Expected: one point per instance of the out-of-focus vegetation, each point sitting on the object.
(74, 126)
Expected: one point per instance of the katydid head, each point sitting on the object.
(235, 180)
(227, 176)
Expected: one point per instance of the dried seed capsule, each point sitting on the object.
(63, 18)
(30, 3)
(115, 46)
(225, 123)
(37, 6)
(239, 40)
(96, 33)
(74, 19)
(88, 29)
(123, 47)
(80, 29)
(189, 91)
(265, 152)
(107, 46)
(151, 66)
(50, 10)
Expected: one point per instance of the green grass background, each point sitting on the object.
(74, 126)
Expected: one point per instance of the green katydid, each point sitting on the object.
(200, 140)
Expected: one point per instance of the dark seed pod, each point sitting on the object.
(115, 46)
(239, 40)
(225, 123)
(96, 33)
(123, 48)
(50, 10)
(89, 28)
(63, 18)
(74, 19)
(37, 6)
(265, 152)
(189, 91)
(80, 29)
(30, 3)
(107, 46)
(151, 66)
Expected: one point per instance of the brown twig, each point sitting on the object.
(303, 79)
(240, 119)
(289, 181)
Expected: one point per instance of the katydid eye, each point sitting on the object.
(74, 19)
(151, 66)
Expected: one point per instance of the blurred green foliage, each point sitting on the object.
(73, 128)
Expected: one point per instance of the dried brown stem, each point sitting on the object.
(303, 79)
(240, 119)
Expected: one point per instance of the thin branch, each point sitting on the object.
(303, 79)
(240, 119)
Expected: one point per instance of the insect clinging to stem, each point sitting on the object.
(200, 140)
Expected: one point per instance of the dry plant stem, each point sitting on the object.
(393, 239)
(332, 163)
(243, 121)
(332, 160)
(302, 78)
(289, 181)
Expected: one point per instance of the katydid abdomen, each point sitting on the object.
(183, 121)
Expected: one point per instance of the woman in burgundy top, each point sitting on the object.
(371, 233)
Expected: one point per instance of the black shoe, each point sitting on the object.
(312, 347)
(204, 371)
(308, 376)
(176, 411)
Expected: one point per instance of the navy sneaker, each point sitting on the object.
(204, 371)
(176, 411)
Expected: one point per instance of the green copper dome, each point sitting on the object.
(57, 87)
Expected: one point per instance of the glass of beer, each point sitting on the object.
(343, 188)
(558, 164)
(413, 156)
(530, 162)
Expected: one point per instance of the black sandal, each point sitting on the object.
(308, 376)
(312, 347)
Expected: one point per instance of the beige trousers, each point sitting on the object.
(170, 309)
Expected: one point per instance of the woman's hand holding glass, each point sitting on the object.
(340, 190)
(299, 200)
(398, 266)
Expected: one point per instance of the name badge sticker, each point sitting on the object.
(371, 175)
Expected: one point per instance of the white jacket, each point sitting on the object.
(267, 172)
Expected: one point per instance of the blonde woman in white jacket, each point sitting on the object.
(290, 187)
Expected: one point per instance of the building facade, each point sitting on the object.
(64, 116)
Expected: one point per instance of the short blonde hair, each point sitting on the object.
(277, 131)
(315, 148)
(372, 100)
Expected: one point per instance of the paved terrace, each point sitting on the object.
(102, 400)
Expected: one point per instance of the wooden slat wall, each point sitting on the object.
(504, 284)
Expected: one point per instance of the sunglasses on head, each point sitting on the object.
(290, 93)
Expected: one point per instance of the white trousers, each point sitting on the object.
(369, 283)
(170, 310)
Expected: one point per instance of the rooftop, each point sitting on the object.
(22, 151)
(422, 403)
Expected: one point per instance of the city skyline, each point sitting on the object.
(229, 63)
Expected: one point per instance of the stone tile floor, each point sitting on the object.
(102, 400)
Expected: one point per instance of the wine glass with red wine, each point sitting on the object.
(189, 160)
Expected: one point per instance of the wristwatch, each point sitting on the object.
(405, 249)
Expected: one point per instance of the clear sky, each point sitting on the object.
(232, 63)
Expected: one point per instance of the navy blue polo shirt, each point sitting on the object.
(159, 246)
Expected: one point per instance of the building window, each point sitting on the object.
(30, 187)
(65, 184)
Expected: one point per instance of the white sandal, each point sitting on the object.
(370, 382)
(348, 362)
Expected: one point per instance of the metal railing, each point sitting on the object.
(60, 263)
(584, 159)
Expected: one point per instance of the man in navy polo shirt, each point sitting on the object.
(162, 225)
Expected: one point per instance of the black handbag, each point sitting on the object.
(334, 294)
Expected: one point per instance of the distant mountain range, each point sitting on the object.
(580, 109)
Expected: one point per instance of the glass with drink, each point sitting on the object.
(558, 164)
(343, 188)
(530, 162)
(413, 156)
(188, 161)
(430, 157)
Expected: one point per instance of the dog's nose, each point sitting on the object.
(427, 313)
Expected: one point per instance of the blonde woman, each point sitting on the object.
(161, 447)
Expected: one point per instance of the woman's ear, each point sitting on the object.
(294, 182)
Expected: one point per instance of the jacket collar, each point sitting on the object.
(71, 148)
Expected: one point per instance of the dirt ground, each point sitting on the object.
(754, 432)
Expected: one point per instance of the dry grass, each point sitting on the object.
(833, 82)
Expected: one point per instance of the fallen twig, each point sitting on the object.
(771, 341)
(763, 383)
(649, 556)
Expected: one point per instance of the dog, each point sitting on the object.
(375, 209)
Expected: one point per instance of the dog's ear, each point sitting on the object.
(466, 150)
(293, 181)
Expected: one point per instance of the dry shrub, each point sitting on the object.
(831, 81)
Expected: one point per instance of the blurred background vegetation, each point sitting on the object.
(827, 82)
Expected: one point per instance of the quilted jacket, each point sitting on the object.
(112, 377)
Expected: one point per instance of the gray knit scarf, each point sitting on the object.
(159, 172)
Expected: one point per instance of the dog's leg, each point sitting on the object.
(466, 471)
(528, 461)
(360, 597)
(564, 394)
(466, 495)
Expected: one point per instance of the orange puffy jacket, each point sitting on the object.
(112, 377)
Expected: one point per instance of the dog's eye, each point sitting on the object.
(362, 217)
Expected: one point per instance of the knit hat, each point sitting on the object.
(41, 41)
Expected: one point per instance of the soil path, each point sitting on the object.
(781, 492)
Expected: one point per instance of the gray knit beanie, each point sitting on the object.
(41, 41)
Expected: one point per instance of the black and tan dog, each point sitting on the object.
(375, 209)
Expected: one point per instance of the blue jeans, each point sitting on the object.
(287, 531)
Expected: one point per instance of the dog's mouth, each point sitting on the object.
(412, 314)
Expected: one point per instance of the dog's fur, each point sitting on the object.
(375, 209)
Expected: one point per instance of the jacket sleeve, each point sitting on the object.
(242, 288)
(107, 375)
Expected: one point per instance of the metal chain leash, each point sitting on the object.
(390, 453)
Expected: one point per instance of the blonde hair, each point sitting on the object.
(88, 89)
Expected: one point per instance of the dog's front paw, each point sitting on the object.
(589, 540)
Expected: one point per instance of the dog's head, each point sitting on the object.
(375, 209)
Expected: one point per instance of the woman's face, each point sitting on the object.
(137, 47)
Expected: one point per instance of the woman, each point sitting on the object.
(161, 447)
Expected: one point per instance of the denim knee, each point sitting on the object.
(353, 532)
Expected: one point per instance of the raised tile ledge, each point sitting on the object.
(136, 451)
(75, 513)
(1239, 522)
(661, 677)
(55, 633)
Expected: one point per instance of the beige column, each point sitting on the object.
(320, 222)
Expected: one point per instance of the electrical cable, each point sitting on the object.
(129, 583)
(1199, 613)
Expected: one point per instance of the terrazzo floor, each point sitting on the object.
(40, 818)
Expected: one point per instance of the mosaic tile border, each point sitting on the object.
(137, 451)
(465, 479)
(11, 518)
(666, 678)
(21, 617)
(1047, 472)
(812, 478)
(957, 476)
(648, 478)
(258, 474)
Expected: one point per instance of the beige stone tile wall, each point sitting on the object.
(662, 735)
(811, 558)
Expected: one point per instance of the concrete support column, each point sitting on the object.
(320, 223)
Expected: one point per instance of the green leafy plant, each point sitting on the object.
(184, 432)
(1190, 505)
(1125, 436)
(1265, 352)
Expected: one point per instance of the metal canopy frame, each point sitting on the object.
......
(Exercise requirements): Lay out as a numbered list every line from the one containing "Expected: one point per instance of the beige stone" through the end of the material, leaving out any blank lines.

(Output below):
1. Expected: one point per instance of the beige stone tile wall, each point sitting on the object.
2. (662, 735)
3. (811, 558)
4. Expected: one point per instance of the concrete support column, each point sitting on the object.
5. (320, 223)
6. Expected: one point per instance of the green leafy plant, each point sitting on the object.
7. (184, 432)
8. (1190, 505)
9. (1125, 436)
10. (1265, 352)
11. Expected: one point per instance of the metal canopy frame, each point sitting on the object.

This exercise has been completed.